Stored records
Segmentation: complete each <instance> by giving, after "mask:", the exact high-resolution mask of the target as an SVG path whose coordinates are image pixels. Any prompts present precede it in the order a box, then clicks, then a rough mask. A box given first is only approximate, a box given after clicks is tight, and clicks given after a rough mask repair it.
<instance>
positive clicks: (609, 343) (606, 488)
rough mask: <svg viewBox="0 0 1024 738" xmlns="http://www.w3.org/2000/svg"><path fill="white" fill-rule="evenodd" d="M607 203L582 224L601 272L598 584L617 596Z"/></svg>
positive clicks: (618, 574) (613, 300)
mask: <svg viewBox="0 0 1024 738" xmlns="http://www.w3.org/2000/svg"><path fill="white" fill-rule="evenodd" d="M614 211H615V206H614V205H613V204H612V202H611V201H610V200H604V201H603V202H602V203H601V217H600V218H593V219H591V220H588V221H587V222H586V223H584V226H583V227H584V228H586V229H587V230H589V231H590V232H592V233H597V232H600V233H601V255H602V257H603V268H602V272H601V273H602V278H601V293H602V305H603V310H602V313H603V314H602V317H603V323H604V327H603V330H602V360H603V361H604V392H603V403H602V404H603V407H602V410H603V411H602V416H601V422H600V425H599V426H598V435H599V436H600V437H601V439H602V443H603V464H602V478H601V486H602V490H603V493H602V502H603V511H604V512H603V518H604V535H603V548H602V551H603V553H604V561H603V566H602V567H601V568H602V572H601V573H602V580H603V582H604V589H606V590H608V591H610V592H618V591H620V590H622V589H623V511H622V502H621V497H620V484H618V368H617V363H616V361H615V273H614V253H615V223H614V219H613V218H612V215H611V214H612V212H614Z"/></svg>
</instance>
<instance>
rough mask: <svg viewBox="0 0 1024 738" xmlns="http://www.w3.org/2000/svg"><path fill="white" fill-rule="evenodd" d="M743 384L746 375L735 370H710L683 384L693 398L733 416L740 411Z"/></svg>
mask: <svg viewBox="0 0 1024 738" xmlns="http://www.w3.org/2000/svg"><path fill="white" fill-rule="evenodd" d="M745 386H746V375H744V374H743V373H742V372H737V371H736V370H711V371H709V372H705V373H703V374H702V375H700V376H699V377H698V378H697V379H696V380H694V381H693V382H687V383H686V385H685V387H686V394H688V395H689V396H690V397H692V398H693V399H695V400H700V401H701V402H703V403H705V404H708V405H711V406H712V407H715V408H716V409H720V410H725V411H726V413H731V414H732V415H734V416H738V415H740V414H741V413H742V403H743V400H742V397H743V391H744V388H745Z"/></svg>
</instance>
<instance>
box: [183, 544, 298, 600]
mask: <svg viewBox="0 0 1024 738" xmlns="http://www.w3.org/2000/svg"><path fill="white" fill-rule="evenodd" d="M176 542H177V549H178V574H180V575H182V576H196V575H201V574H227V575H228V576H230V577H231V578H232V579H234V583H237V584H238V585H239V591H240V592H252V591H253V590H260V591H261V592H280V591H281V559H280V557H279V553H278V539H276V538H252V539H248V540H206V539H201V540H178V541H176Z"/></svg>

What you need to do | From the first line to the last, retype the records exactly.

Task solution |
Segmentation: complete each <instance> by giving, after "mask:", the exact high-resolution mask of the target as an SVG path whose coordinates are image pixels. Any prompts present precede it in the order a box, then clicks, then a rough mask. A box given first is only approximate, a box given after clicks is tight, and clicks given after a rough mask repair it.
<instance>
positive clicks: (609, 343) (606, 488)
rough mask: <svg viewBox="0 0 1024 738" xmlns="http://www.w3.org/2000/svg"><path fill="white" fill-rule="evenodd" d="M607 203L582 224L601 272L598 584L617 596Z"/></svg>
positive clicks: (618, 574) (613, 300)
mask: <svg viewBox="0 0 1024 738" xmlns="http://www.w3.org/2000/svg"><path fill="white" fill-rule="evenodd" d="M614 211H615V206H614V205H613V204H612V202H611V201H610V200H604V201H603V202H602V203H601V217H600V218H593V219H591V220H588V221H587V222H586V223H584V226H583V227H584V228H586V229H587V230H589V231H590V232H592V233H597V232H600V233H601V255H602V257H603V268H602V272H601V273H602V278H601V293H602V305H603V310H602V313H603V314H602V317H603V323H604V327H603V330H602V360H603V361H604V392H603V403H602V404H603V407H602V410H603V411H602V416H601V422H600V425H599V426H598V435H599V436H600V437H601V439H602V443H603V464H602V478H601V486H602V490H603V493H602V502H603V511H604V512H603V518H604V535H603V548H602V551H603V553H604V561H603V566H602V567H601V568H602V572H601V573H602V580H603V582H604V589H606V590H608V591H610V592H618V591H620V590H622V589H623V511H622V502H621V497H620V484H618V368H617V363H616V361H615V273H614V253H615V223H614V219H613V218H612V215H611V214H612V212H614Z"/></svg>
</instance>
<instance>
rough mask: <svg viewBox="0 0 1024 738" xmlns="http://www.w3.org/2000/svg"><path fill="white" fill-rule="evenodd" d="M743 384L746 375L735 370H710L683 384L693 398L733 416L740 411Z"/></svg>
mask: <svg viewBox="0 0 1024 738" xmlns="http://www.w3.org/2000/svg"><path fill="white" fill-rule="evenodd" d="M745 386H746V375H744V374H743V373H742V372H737V371H736V370H711V371H709V372H705V373H703V374H702V375H700V376H699V377H698V378H697V379H696V380H694V381H693V382H687V383H686V385H685V387H686V394H688V395H689V396H690V397H692V398H693V399H695V400H700V401H701V402H703V403H705V404H708V405H711V406H712V407H715V408H716V409H720V410H725V411H726V413H731V414H732V415H734V416H738V415H740V414H741V413H742V403H743V400H742V397H743V391H744V388H745Z"/></svg>
</instance>
<instance>
box: [183, 544, 298, 600]
mask: <svg viewBox="0 0 1024 738" xmlns="http://www.w3.org/2000/svg"><path fill="white" fill-rule="evenodd" d="M176 542H177V549H178V574H180V575H182V576H196V575H201V574H227V575H228V576H230V577H231V578H232V579H234V583H237V584H238V585H239V591H240V592H252V591H253V590H260V591H261V592H280V591H281V559H280V557H279V553H278V539H276V538H252V539H248V540H206V539H201V540H178V541H176Z"/></svg>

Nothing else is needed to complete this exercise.